Take the entries below and print all of them exactly, please.

===

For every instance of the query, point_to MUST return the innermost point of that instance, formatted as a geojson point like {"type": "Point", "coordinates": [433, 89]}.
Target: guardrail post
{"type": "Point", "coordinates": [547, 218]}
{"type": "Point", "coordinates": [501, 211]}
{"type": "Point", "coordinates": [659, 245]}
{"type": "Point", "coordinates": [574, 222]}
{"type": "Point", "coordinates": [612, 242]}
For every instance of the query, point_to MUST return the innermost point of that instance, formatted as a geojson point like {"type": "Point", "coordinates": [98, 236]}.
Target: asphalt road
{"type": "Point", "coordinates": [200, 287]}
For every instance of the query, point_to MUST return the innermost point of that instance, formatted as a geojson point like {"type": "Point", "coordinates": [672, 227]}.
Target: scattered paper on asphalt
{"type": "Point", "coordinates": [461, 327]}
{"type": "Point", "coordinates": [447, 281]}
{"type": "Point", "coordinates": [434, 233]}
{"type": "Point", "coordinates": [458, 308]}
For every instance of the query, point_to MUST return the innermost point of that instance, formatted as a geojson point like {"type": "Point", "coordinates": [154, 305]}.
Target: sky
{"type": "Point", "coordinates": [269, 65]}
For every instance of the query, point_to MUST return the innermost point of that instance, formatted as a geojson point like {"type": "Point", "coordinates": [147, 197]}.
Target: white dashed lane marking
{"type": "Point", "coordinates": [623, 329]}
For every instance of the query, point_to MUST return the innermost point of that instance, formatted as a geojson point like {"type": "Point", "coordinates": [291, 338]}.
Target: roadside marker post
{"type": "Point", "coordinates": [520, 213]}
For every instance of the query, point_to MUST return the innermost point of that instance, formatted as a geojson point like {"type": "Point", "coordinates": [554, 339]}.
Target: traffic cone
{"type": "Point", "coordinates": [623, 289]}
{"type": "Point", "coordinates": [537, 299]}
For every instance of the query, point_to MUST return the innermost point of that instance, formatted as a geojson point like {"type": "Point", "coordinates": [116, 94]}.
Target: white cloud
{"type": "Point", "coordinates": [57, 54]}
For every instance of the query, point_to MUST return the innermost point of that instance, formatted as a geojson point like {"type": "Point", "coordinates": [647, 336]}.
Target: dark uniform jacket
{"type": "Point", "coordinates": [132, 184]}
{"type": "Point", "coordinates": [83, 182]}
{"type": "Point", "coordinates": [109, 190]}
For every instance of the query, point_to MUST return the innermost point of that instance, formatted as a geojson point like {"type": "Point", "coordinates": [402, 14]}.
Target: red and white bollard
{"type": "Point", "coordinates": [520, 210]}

===

# Exercise response:
For every instance of the query, point_to MUST return the innermost point of that instance, formatted as a geojson point like {"type": "Point", "coordinates": [433, 89]}.
Target: guardrail post
{"type": "Point", "coordinates": [547, 218]}
{"type": "Point", "coordinates": [501, 211]}
{"type": "Point", "coordinates": [659, 245]}
{"type": "Point", "coordinates": [574, 222]}
{"type": "Point", "coordinates": [612, 242]}
For every instance of the query, point_to MUST return the innermost point of that instance, formatted as a geojson point like {"type": "Point", "coordinates": [98, 236]}.
Target: asphalt road
{"type": "Point", "coordinates": [200, 287]}
For every instance of the query, point_to MUST return the innermost point of that instance, formatted as a geojson point like {"type": "Point", "coordinates": [672, 227]}.
Target: scattered paper on asphalt
{"type": "Point", "coordinates": [461, 327]}
{"type": "Point", "coordinates": [447, 281]}
{"type": "Point", "coordinates": [434, 233]}
{"type": "Point", "coordinates": [458, 308]}
For every instance of the query, point_to MUST return the innermost point of that instance, formatted as a geojson point like {"type": "Point", "coordinates": [154, 305]}.
Target: sky
{"type": "Point", "coordinates": [269, 65]}
For every instance of the query, point_to MUST return the innermost point of that instance, formatted as a geojson point like {"type": "Point", "coordinates": [147, 197]}.
Target: white dashed lane marking
{"type": "Point", "coordinates": [623, 329]}
For every instance of the query, point_to MUST return the innermost point of that instance, formatted as a geojson point like {"type": "Point", "coordinates": [291, 338]}.
Target: roadside marker post
{"type": "Point", "coordinates": [520, 213]}
For every instance of the query, point_to MUST return the innermost point of that instance, formatted as a geojson point like {"type": "Point", "coordinates": [554, 339]}.
Target: traffic cone
{"type": "Point", "coordinates": [623, 289]}
{"type": "Point", "coordinates": [537, 299]}
For every instance of the query, point_to MUST return the innermost point of that instance, formatted as a geojson point like {"type": "Point", "coordinates": [116, 94]}.
Target: white cloud
{"type": "Point", "coordinates": [57, 54]}
For every instance of the query, point_to MUST return the innermost point of that instance, formatted as a geojson point like {"type": "Point", "coordinates": [647, 336]}.
Target: dark uniform jacket
{"type": "Point", "coordinates": [132, 184]}
{"type": "Point", "coordinates": [83, 182]}
{"type": "Point", "coordinates": [109, 190]}
For every instance of the query, point_to MUST return the innermost point of that instance, formatted as a geojson point like {"type": "Point", "coordinates": [402, 14]}.
Target: red and white bollard
{"type": "Point", "coordinates": [520, 210]}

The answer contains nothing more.